RECORDS SHOWN =>

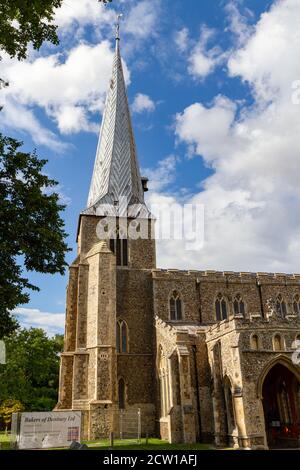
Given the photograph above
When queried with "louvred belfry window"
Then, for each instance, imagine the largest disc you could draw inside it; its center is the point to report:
(175, 306)
(221, 308)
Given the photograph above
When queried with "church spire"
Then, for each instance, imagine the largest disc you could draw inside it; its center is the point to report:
(116, 181)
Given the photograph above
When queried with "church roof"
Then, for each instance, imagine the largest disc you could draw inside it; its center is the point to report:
(116, 186)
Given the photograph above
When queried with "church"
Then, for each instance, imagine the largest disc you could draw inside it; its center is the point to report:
(205, 356)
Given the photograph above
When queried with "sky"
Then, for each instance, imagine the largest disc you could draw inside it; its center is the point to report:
(213, 87)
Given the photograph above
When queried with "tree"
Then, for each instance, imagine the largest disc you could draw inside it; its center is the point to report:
(28, 21)
(31, 229)
(25, 21)
(31, 372)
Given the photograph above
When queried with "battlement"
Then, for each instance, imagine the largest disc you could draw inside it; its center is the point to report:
(228, 276)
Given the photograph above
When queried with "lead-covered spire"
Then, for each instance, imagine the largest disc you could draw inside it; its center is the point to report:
(116, 179)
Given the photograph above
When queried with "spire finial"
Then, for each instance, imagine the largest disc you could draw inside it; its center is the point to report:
(119, 16)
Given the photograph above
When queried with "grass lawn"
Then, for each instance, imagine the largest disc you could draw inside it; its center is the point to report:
(126, 444)
(153, 444)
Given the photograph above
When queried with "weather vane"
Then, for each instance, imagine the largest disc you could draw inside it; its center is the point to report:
(119, 16)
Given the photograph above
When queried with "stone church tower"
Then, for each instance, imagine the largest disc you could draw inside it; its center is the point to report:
(109, 341)
(204, 355)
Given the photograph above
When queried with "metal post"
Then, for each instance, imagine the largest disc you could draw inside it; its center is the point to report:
(121, 424)
(139, 425)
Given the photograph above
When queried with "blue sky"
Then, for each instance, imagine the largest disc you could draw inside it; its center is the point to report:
(210, 88)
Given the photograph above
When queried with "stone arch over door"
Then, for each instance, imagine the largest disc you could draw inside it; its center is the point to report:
(279, 390)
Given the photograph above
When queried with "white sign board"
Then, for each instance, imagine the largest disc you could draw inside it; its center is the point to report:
(42, 430)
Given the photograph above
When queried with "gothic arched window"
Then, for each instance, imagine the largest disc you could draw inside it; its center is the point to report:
(239, 305)
(254, 342)
(175, 306)
(121, 394)
(296, 304)
(278, 343)
(122, 336)
(280, 306)
(119, 246)
(221, 308)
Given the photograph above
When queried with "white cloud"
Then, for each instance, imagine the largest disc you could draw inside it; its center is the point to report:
(142, 103)
(181, 39)
(163, 174)
(52, 323)
(238, 22)
(203, 60)
(252, 200)
(69, 90)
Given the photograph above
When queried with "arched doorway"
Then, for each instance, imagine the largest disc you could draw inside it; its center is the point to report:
(281, 395)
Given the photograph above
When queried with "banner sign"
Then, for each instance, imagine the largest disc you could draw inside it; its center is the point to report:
(42, 430)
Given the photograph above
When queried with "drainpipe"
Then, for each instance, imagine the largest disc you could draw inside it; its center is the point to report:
(260, 298)
(197, 393)
(198, 287)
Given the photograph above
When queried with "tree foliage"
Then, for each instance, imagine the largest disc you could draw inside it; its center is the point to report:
(31, 229)
(26, 21)
(31, 372)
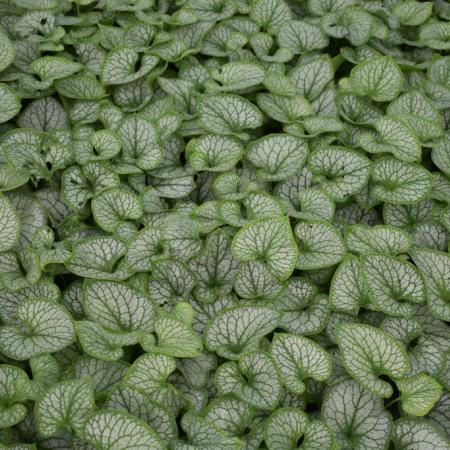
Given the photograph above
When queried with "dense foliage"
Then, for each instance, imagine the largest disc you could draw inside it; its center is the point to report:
(224, 224)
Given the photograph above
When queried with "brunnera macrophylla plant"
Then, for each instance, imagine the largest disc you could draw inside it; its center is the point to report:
(224, 224)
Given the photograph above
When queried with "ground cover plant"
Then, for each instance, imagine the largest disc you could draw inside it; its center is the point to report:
(224, 224)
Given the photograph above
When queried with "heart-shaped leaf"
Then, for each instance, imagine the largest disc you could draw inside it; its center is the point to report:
(109, 428)
(379, 78)
(254, 378)
(277, 156)
(299, 358)
(269, 240)
(64, 407)
(356, 416)
(391, 282)
(118, 306)
(368, 352)
(237, 330)
(320, 245)
(435, 266)
(419, 393)
(45, 327)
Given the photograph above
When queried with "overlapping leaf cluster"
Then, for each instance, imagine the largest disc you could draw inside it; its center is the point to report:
(224, 224)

GOAL =>
Reproduce every line exactly and omit all pictures.

EXERCISE RESPONSE =>
Given the photograph above
When queried with "louvred belfry window"
Then, for each instance, imagine the largest disc you could draw inside it; its center is the point to report:
(175, 306)
(221, 308)
Given the photograph above
When queried with "church spire"
Then, for each instance, imagine the largest disc you could draw inside it; its center is the point to report:
(116, 181)
Given the photograph above
When queried with "church roof"
Then, for each instance, imagine the largest disc you could draw inside it; its center is the point to report:
(116, 186)
Given the photograph above
When queried with "church"
Then, for each instance, imagine the largest disc you could draw inside it; its center is the point to report:
(205, 356)
Given the photograph above
When queried with "sky"
Then, for each instance, imagine the largest disc you could draw inside it; its center is the point to report:
(213, 87)
Given the photograph above
When queried with "tree"
Then, for each instance, imagine the largest disc you could draw inside it; its center is the point to report:
(28, 21)
(31, 229)
(25, 21)
(31, 372)
Given the photograph above
When queried with "battlement"
Then, for each instance, imagine the largest disc you could draw inside it; its center is the point to report:
(228, 276)
Given the photograph above
When queried with "lead-covered spire"
Then, for each instance, imagine the largest disc you could draw inside it; its center is the point to report:
(116, 179)
Given the photograph above
When queried with "spire finial"
Then, for each instance, imagine the largest disc you could draw inside it; its center is the point to report:
(119, 16)
Given the photograph above
When queried with "grass lawn"
Then, for each instance, imagine the largest disc you could draw inside it; its center is the point to report:
(126, 444)
(153, 444)
Given the photograph above
When queried with "weather vane"
Then, for each instance, imagine the largest disc you could draw inside it; its center is the point to report:
(119, 16)
Given the photograph above
When queried with "stone church tower"
Then, for each instance, imagine the largest disc you could draw inside it; its center is the point to report:
(109, 341)
(204, 355)
Given the photograph above
When queried with "metal post"
Then, for each instance, imagine the largest disc you could draw inside it; its center is the point to report:
(121, 424)
(139, 425)
Given the photograph above
When queried with "blue sky"
Then, for each instance, imagine the largest disc you could draw inside it; its center is the point to report:
(210, 88)
Given the photograph above
When queried with "stone arch over door"
Then, for each instance, imagine the largest disc you could draw inside it; its center is the point to report:
(279, 390)
Given the photograph above
When queried with "white sign board"
Then, for each instance, imagine the largest disc you could draw inside it; its center is the point to report:
(42, 430)
Given the photograph above
When queried with "gothic arched window"
Then, for each instance, imagine the largest disc you could draw inside it; its center is the point to report:
(239, 305)
(254, 342)
(175, 306)
(121, 394)
(296, 304)
(278, 343)
(122, 336)
(280, 306)
(119, 246)
(221, 308)
Given the photograph above
When queried with "white cloud"
Then, for each instance, imagine the largest disc you could draw inside it; its center is the point to report:
(142, 103)
(181, 39)
(163, 174)
(52, 323)
(238, 22)
(203, 60)
(252, 200)
(69, 90)
Given the photograph above
When queried with "arched doorway"
Then, for each instance, imagine the largest disc you could draw inside it; its center is the point to report:
(281, 395)
Given the photograph above
When queried with "banner sign"
Then, for each instance, imagine the largest disc you could draw inside it; its center is the point to report:
(42, 430)
Given the photograph above
When queried with "drainpipe"
Then, for each instance, imagine the largest disc you could draw inside it; its center is the point to report:
(260, 298)
(197, 393)
(198, 287)
Given the photograph above
When queried with "tree foliage"
Then, for each instance, imagine the largest disc you could draw inside it; its center is the point to report:
(31, 229)
(26, 21)
(31, 372)
Given the photograph above
When queried with "dense foliage"
Then, for each instance, imagine the largest disc you could draw inside it; its center is the point to report:
(224, 224)
Given the photograph above
When queried with "brunnera macrophylla plant"
Then, for each instance, imagine the largest disc you could draw inside it; its center is the point to report:
(224, 224)
Given the photograph above
When queried with "ground cover plant"
Then, for each instance, imagine the largest disc you could draw inside it; its center is the point to report:
(224, 224)
Given the photograph above
When queried with "heart-shaped leaf"
Then, for each instance, imagine the largest disc you could draw inside it; its center is the point to report:
(109, 428)
(379, 78)
(254, 378)
(277, 156)
(299, 358)
(269, 240)
(64, 407)
(356, 416)
(391, 282)
(118, 306)
(368, 352)
(237, 330)
(320, 245)
(435, 266)
(419, 393)
(45, 327)
Given the photograph above
When queried with "overlapping leaf cluster"
Then, for each instance, imagine the largest disc you could draw inside it; its center is the point to report:
(224, 224)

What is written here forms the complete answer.